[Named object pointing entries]
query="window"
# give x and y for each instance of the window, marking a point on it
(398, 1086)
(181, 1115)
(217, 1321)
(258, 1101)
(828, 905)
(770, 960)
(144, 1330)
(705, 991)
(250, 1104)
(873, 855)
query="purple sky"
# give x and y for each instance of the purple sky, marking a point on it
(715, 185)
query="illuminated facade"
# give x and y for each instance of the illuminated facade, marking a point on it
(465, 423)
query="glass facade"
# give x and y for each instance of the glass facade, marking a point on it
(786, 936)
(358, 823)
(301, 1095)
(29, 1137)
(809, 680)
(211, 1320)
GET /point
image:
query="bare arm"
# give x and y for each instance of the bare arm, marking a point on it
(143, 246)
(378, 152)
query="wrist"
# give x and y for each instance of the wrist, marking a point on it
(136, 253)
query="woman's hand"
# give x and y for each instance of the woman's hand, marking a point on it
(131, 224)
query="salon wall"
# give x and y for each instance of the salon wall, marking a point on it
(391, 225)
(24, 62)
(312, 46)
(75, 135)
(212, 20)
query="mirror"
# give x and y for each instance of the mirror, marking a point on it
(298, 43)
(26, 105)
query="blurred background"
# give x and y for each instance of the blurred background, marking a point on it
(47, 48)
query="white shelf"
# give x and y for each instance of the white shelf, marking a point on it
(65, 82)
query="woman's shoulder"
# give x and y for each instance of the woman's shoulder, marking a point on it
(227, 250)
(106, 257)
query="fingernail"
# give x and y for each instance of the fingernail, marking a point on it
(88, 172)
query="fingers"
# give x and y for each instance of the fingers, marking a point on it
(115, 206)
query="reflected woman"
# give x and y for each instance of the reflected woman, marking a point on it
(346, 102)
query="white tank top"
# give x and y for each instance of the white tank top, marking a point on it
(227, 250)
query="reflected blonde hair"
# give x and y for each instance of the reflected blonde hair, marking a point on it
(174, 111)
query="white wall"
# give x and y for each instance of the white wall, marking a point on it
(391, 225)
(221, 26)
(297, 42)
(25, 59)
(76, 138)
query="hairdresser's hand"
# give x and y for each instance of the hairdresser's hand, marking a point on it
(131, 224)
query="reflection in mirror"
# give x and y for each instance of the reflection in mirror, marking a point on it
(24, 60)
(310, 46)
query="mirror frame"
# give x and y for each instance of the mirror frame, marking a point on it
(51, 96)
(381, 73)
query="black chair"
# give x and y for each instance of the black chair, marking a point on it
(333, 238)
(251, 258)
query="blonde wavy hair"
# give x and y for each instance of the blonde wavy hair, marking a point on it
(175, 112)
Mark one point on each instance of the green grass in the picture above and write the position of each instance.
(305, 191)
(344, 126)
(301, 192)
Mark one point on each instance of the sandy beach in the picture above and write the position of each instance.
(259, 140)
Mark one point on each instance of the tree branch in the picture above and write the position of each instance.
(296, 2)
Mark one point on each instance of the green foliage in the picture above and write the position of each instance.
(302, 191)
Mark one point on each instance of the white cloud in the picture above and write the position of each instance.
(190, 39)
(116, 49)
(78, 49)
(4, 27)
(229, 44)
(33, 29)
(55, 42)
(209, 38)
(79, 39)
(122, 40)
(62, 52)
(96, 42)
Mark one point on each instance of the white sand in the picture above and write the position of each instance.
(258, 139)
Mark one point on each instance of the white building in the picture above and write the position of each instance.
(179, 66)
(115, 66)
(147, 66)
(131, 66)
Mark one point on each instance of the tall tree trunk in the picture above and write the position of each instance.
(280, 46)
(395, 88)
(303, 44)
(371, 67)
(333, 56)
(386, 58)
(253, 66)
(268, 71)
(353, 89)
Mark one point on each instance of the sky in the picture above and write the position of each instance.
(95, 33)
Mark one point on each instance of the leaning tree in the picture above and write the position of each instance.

[Description of the task]:
Copy out every one of the entries above verbatim.

[Right answer]:
query="window"
# give x and y for each instance of the window, marking a point on it
(398, 1086)
(181, 1115)
(217, 1321)
(258, 1101)
(828, 905)
(770, 960)
(144, 1330)
(705, 991)
(250, 1104)
(873, 855)
query="purple sky"
# give x and y for each instance of the purple sky, marking a point on it
(715, 185)
query="illuminated facade"
# give x and y for each instance of the illuminated facade, marking a point on it
(465, 423)
query="glass facade"
# give x and y for each instance of the glass facade, marking a point on it
(786, 936)
(358, 823)
(301, 1095)
(29, 1137)
(809, 680)
(211, 1320)
GET /point
image:
query="bare arm"
# give x and y for each instance of the bare arm, marking a point on it
(143, 246)
(378, 152)
query="wrist"
# give x and y for each instance of the wrist, marking a point on it
(136, 253)
query="woman's hand"
# give x and y for each instance of the woman's hand, marking a point on it
(131, 224)
query="salon wall"
# give x and y for each instance of the salon wall, marking a point on it
(391, 225)
(24, 62)
(312, 46)
(75, 135)
(212, 20)
query="mirror"
# give x and y for each instance of the mirror, marking a point on it
(298, 43)
(26, 105)
query="blurred background"
# give x and y for each instance of the blurred background, marking a point on it
(47, 48)
query="white shelf"
# give x and y for each instance of the white shelf, marking a point on it
(65, 82)
query="woman's shoulder"
# give x and y for each instance of the woman's shoulder, marking a point on it
(227, 250)
(106, 257)
query="fingernail"
# give x and y for each instance of the fingernail, marking a point on it
(88, 172)
query="fingers"
# give x and y for each instance of the fingers, marking a point on it
(115, 206)
query="reflected woman"
# give x and y for each instance of the reflected woman, marking a point on it
(346, 102)
query="white tank top"
# give x and y for each instance of the white tank top, marking a point on it
(227, 250)
query="reflected blonde hair"
# give x and y for each instance of the reflected blonde hair, marking a point on it
(174, 111)
query="white wall"
# give x and y for each instance of the white wall, marking a point on it
(391, 225)
(221, 26)
(297, 42)
(25, 59)
(76, 138)
query="hairdresser's hand"
# give x and y for each instance of the hairdresser's hand, marking a point on it
(131, 224)
query="reflection in mirror"
# give x and y for each instance of the reflection in mirror, marking a point on it
(24, 60)
(310, 46)
query="mirror frame"
# give x and y for each instance of the mirror frame, marking a point on it
(51, 96)
(381, 73)
query="black chair"
# give x and y for each instance of the black chair, marking a point on it
(333, 238)
(251, 258)
query="blonde wavy hair"
# give x and y for each instance of the blonde wavy hair, marking a point on it
(175, 112)
Mark one point on each instance of the green grass in the picture above and write the position of each instance.
(305, 191)
(344, 126)
(301, 192)
Mark one point on each instance of the sandy beach in the picture above and write the position of each instance.
(259, 140)
Mark one point on each instance of the tree branch in the picture above and write the position of each instance.
(296, 2)
Mark one point on each instance of the green foliage in the picture above and write the position of each instance.
(302, 191)
Mark one point on each instance of the white cloud in the picture above and write the position of each instance.
(190, 39)
(116, 49)
(78, 49)
(4, 27)
(229, 44)
(33, 29)
(55, 42)
(209, 38)
(79, 39)
(122, 40)
(62, 52)
(96, 42)
Mark one point on each instance of the white sand in the picture above and write the position of each instance.
(258, 139)
Mark one point on each instance of the white building in the picture above and write the position of each instance.
(179, 66)
(115, 66)
(147, 66)
(131, 66)
Mark one point on each instance of the tall tree trunk in the picture above and write the position of each instance.
(280, 46)
(395, 88)
(303, 44)
(371, 67)
(333, 56)
(386, 58)
(253, 66)
(268, 71)
(353, 89)
Mark one point on each instance of the sky in the picture above and write the position of each instance.
(95, 33)
Mark one point on each instance of the leaning tree in the picture above and write the position of each instance.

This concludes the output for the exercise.